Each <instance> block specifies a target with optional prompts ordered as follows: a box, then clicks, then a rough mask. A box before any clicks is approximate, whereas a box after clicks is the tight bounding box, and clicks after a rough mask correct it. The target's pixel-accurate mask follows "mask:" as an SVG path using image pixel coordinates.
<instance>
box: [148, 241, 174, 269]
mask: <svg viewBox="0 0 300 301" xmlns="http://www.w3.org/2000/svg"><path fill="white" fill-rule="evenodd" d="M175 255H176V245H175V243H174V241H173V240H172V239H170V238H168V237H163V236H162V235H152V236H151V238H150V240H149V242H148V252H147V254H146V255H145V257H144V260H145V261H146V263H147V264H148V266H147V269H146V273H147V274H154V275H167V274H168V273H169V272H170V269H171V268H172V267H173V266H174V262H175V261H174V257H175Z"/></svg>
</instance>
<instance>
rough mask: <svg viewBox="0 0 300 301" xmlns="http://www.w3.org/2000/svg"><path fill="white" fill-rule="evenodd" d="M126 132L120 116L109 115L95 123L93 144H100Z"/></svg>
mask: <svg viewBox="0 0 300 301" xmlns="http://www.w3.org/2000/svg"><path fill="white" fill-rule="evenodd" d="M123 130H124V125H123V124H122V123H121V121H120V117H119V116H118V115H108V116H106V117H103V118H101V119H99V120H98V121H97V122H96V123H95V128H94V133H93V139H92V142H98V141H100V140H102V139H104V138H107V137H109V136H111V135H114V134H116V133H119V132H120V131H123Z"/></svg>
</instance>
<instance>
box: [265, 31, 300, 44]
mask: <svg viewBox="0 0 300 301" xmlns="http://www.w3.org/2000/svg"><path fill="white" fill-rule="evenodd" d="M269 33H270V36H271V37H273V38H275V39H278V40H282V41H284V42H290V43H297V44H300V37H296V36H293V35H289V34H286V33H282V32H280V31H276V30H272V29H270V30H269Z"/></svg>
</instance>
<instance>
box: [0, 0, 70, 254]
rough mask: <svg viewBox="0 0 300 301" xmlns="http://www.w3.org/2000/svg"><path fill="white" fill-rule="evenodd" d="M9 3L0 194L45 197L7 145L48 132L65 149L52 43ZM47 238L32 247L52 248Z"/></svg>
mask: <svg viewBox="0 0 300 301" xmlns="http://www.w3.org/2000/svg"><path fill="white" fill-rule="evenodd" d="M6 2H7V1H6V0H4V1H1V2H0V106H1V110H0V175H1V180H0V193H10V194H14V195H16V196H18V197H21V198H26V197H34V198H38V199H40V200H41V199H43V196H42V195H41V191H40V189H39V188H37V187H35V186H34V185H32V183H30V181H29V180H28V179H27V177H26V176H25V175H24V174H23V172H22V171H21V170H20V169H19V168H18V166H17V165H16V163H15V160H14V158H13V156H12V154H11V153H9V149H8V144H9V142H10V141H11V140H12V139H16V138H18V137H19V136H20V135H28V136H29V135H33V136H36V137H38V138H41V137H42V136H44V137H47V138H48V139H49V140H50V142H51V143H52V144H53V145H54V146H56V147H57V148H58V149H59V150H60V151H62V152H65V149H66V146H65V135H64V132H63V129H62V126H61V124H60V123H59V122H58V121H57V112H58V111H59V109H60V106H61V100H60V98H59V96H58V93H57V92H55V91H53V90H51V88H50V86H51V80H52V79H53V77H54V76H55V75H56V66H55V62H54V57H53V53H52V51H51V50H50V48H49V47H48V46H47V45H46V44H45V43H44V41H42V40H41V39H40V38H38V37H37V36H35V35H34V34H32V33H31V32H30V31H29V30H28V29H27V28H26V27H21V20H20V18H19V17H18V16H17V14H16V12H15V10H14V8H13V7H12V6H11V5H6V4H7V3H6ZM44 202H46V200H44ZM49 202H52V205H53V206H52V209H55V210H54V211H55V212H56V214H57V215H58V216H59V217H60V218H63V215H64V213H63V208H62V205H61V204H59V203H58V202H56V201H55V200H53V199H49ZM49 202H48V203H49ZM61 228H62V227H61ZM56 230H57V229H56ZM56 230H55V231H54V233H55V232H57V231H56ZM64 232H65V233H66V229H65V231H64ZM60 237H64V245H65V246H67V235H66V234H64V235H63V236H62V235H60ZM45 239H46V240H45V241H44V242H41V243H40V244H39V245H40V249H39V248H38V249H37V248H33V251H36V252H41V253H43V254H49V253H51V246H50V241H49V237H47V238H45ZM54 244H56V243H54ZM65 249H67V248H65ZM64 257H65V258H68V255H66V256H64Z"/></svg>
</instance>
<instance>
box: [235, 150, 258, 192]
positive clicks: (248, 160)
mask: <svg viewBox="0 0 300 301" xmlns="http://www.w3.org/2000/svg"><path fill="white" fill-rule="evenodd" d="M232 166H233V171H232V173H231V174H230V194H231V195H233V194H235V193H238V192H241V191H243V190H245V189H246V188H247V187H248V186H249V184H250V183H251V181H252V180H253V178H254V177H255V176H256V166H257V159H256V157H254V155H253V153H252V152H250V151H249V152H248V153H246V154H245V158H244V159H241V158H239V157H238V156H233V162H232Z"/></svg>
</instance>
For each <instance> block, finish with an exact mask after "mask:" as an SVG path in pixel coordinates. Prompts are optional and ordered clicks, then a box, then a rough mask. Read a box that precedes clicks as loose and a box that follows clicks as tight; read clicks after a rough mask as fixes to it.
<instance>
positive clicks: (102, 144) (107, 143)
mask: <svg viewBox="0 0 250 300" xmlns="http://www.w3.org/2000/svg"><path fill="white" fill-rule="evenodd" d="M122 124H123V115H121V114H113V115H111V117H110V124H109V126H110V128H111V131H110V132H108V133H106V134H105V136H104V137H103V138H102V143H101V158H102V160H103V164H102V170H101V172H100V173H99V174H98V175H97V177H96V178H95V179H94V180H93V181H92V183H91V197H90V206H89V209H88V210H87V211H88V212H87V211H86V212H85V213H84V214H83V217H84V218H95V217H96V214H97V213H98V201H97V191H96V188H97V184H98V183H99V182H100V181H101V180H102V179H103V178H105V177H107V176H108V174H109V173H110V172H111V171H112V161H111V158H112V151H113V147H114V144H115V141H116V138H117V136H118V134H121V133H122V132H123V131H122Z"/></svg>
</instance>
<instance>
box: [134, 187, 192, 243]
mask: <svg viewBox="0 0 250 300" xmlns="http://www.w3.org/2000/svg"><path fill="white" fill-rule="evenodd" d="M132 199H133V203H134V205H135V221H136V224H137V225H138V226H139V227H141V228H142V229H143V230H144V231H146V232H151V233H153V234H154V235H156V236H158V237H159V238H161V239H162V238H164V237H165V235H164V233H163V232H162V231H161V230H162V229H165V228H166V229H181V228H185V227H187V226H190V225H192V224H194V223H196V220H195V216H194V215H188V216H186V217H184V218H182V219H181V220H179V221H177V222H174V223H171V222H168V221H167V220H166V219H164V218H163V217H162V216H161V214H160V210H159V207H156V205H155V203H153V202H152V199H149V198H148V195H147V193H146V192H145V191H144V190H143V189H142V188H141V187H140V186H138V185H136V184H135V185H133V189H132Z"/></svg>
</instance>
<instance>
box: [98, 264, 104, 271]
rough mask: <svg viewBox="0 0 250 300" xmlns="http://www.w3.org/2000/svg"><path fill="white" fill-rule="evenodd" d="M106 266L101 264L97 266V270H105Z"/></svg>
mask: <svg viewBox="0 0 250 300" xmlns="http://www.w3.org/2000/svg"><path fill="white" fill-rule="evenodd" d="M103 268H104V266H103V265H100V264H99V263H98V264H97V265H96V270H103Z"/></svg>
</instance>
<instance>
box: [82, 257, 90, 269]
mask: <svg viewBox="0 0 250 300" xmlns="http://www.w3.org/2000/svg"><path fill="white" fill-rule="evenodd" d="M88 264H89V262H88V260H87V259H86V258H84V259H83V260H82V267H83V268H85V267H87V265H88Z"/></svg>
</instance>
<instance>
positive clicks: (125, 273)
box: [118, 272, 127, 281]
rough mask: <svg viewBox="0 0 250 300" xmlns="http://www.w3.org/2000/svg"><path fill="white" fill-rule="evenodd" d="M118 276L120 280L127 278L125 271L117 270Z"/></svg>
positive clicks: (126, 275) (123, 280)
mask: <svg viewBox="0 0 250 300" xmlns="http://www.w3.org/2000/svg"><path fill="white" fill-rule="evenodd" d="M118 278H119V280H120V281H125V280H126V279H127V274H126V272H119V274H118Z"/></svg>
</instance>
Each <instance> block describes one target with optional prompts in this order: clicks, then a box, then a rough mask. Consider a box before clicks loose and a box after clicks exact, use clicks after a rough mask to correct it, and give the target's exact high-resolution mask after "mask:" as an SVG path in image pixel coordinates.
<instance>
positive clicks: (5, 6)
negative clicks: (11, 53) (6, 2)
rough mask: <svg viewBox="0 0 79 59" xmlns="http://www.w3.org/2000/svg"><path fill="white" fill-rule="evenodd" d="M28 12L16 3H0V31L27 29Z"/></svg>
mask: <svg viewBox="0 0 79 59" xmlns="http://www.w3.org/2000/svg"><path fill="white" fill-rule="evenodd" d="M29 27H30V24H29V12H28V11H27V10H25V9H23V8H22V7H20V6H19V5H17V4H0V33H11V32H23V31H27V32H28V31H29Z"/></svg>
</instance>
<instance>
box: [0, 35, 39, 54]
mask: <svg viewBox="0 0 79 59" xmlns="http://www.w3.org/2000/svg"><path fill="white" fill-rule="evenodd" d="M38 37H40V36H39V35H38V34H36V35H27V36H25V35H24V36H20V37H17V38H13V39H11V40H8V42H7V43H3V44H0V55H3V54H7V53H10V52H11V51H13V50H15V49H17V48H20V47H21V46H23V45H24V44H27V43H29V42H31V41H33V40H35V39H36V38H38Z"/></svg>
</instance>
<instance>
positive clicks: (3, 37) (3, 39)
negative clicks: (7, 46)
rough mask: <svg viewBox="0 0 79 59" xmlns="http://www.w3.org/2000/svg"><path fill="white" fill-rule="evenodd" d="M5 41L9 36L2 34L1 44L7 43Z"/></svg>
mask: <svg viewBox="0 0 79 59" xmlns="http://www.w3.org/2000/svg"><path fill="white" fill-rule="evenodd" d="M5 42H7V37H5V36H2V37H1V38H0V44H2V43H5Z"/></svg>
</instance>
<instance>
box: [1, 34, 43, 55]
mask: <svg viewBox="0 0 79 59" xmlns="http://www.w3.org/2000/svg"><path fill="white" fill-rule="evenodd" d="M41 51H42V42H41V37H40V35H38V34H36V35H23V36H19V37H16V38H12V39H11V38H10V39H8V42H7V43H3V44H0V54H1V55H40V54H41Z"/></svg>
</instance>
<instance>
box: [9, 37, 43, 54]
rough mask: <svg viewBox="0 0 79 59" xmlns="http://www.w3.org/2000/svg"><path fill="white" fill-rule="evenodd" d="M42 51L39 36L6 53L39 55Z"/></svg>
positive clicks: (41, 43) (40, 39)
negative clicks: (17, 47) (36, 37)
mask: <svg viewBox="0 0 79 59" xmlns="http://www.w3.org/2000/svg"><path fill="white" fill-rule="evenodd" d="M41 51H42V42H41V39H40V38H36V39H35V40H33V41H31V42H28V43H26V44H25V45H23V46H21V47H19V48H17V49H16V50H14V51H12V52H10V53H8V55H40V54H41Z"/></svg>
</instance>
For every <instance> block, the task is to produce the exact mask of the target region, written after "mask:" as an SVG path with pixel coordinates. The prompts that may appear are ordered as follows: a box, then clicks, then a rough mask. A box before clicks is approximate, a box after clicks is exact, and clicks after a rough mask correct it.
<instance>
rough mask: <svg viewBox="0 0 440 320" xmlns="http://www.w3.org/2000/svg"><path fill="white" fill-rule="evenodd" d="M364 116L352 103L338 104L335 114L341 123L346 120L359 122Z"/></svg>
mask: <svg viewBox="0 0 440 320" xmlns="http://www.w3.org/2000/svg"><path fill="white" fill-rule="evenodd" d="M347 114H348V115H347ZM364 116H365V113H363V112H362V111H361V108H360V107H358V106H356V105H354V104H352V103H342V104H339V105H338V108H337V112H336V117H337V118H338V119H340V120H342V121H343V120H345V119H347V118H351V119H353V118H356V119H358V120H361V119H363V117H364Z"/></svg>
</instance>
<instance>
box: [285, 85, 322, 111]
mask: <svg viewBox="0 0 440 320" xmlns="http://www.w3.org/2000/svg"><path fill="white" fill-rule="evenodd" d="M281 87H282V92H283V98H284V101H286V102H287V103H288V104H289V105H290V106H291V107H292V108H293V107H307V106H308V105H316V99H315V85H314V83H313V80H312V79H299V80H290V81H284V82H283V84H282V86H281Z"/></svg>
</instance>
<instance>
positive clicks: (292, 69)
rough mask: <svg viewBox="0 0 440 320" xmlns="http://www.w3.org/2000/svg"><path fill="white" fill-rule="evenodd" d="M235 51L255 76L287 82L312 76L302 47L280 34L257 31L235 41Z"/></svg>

******************************

EXERCISE DIRECTIONS:
Starting at the beginning of the records and ending with the line that contains "box: [148, 241, 174, 269]", inclusive, give these lines as a JSON list of strings, one string per line, with blank lines omitted.

EXPECTED ANSWER:
[
  "Each <instance> block specifies a target with optional prompts ordered as follows: a box, then clicks, then a rough mask. A box before any clicks is approximate, whereas a box after clicks is the tight bounding box, and clicks after a rough mask correct it. The target's pixel-accurate mask follows \"mask:\" as an SVG path using image pixel coordinates.",
  "<instance>",
  "box: [148, 241, 174, 269]"
]